- TEXTO FUENTE
Martin Luther
King, un sueño casi cumplido
El
28 de agosto de 1963, una marcha por los derechos civiles de los negros en
Estados Unidos recorrió Washington DC, la capital del país
El
doctor King, un excelente predicador, pronunció ante más de 200.000 personas
uno de los discursos más brillantes de todos los tiempos: ‘I have a dream’,
exclamó. Y la historia cambió
FRANCISCO
G. BASTERRA
EL
País, 21 AGO 2013
Hace solo 50
años,
en Estados Unidos, los negros, ese era su nombre, no afroamericanos, eran
linchados por fanáticos blancos. En los Estados del Sur, el Ku Klux Klan
quemaba sus propiedades y bombardeaba sus iglesias, y las cruces de esta
organización racista ardían amenazantes por las noches; la segregación racial
se practicaba en universidades y escuelas, en las estaciones de autobuses y
trenes todavía había salas separadas para las dos razas, también estaban
segregados los lavabos públicos. La abrumadora mayoría blanca, algo que también
pertenece ya al pasado, mantenía a los negros como ciudadanos de segunda
violentando los derechos humanos y la doctrina de la libertad sobre la que se
había construido el país; la policía utilizaba la máxima brutalidad e incluso
el crimen contra los negros; eran frecuentes las desapariciones de luchadores
por los derechos civiles mientras hacían campaña por Estados sureños como Alabama
y Misisipi, que luego aparecían torturados y asesinados, a manos de los mismos
sheriffs encargados de mantener el orden. Un negro había muerto desangrado en
Alabama porque el conductor, blanco, de la ambulancia que acudió a la llamada
se negó a recogerle.

- MATERIAL PROPORCIONADO
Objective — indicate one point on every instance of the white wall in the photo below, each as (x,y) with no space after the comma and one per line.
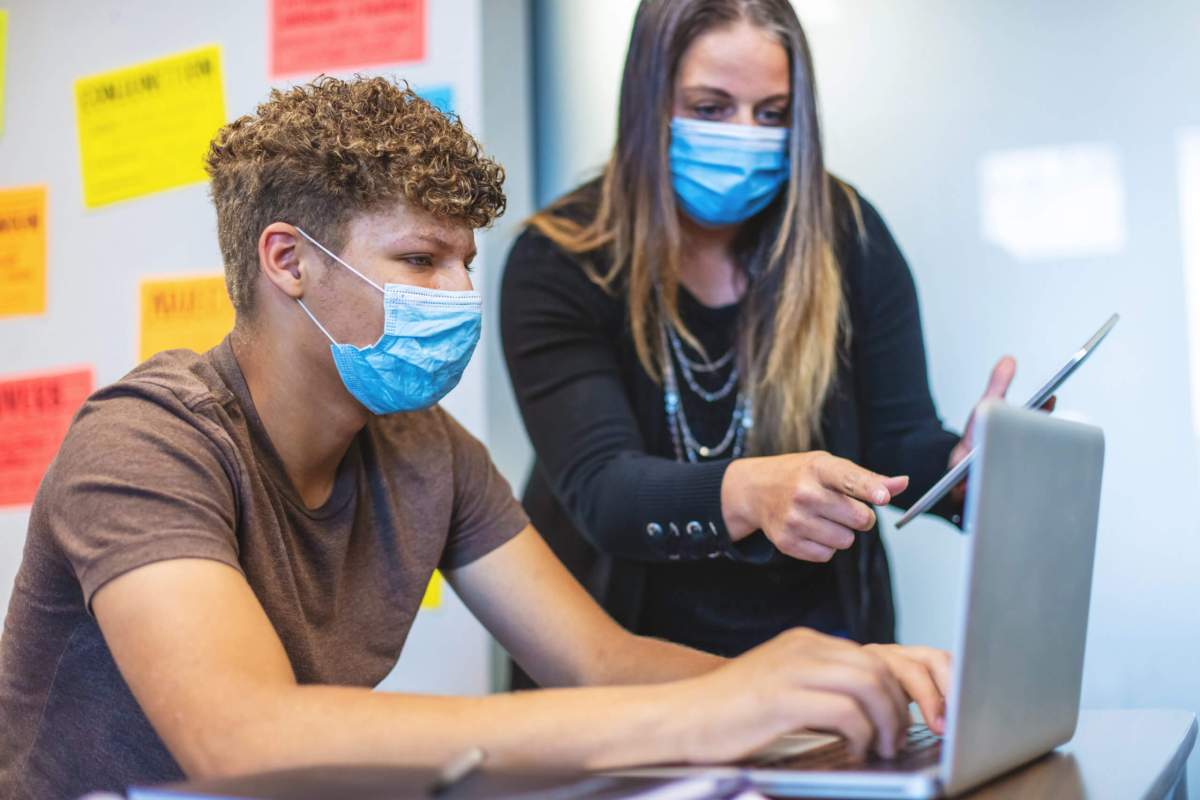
(96,257)
(915,95)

- EJERCICIO PROPUESTO
Prolonga el artículo sobre Martin Luther King y la marcha de 1963 a partir de su última oración.

- RESPUESTA AL EJERCICIO
Es
importante recordar esta realidad para comprender lo que supuso la Marcha sobre
Washington que el 28 de agosto de 1963 movilizó a unas 200.000 o 300.000
personas, en su inmensa mayoría negros, que caminaron por el Mall de la capital
federal, desde el obelisco erigido en recuerdo de Washington, el primer
presidente del país, hasta el Memorial de Lincoln, el presidente que acabó con
la esclavitud, auténtica catedral civil de Estados Unidos. La minoría negra
llevaba tiempo organizándose y saliendo a la calle dividida entre los que
predicaban la vía pacífica de Gandhi, para los que los agravios sufridos por
los negros podían resolverse, sin violencia, dentro del sistema, y un sector
extremista, no despreciable, que propugnaba utilizar la fuerza; estos últimos,
capitaneados por Malcolm X, arengaban a los jóvenes negros con la incendiaria
consigna: Burn, baby, burn.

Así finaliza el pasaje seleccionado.